Transcribe the entries exactly as each line appears.

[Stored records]
::::::
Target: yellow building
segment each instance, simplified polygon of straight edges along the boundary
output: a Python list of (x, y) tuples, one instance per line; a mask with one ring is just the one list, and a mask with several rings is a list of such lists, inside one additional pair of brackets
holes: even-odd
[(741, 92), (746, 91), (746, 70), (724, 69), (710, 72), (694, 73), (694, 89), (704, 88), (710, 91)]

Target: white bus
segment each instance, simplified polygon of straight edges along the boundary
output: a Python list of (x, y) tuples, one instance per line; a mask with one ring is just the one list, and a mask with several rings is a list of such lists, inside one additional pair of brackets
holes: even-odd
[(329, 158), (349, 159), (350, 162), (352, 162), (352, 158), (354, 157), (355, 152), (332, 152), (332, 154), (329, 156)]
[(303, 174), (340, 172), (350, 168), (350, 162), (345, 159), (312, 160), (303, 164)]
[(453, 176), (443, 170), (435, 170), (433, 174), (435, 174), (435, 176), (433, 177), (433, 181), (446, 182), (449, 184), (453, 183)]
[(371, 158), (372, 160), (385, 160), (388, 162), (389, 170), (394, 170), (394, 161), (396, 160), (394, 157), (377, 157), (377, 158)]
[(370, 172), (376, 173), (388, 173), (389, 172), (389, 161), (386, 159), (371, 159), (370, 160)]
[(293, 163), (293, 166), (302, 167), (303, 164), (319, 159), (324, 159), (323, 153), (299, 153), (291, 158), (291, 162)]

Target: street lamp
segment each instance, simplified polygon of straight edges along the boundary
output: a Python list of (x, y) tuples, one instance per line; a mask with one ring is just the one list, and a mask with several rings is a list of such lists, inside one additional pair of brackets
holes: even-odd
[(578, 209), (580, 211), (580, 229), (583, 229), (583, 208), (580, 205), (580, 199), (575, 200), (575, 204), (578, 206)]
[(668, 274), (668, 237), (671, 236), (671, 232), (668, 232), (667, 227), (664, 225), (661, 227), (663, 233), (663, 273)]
::::::
> SOLUTION TO THE EXERCISE
Target: yellow building
segment each instance, simplified polygon of straight edges along the boundary
output: a Python list of (x, y) tuples, one instance per line; a mask with one ring is just the one list, and a mask with several rings is a list of such lists, inside one additional pair of brackets
holes: even-odd
[(741, 92), (746, 91), (746, 70), (724, 69), (710, 72), (694, 73), (694, 89), (704, 88), (710, 91)]

Target: white bus
segment each instance, simplified polygon of straight edges along the boundary
output: a Python list of (x, y) tuples, one instance per line; a mask with one ring is just the one list, and a mask with several rings is a list of such lists, inside one additional pair of brackets
holes: even-odd
[(329, 158), (349, 159), (350, 162), (352, 162), (352, 158), (354, 157), (355, 152), (332, 152), (332, 154), (329, 156)]
[(303, 174), (340, 172), (350, 168), (350, 162), (345, 159), (312, 160), (303, 164)]
[(453, 176), (443, 170), (435, 170), (433, 174), (435, 174), (435, 176), (433, 177), (433, 181), (446, 182), (449, 184), (453, 183)]
[(371, 158), (372, 160), (385, 160), (388, 162), (389, 170), (394, 170), (394, 161), (396, 160), (394, 157), (377, 157), (377, 158)]
[(370, 172), (376, 173), (388, 173), (389, 172), (389, 161), (386, 159), (371, 159), (370, 160)]
[(293, 163), (293, 166), (302, 167), (303, 164), (319, 159), (324, 159), (323, 153), (299, 153), (291, 158), (291, 162)]

Target: street lamp
segment each instance, simplified polygon of straight edges along the boundary
output: a Python list of (x, y) tuples, one instance per line; a mask with one ring is just the one list, and a mask with several rings is a list of such lists, inside one additional pair of brackets
holes: even-odd
[(578, 209), (580, 211), (580, 229), (583, 229), (583, 208), (580, 205), (580, 199), (575, 200), (575, 204), (578, 206)]
[(668, 274), (668, 237), (671, 236), (671, 232), (668, 232), (667, 227), (664, 225), (661, 227), (663, 233), (663, 273)]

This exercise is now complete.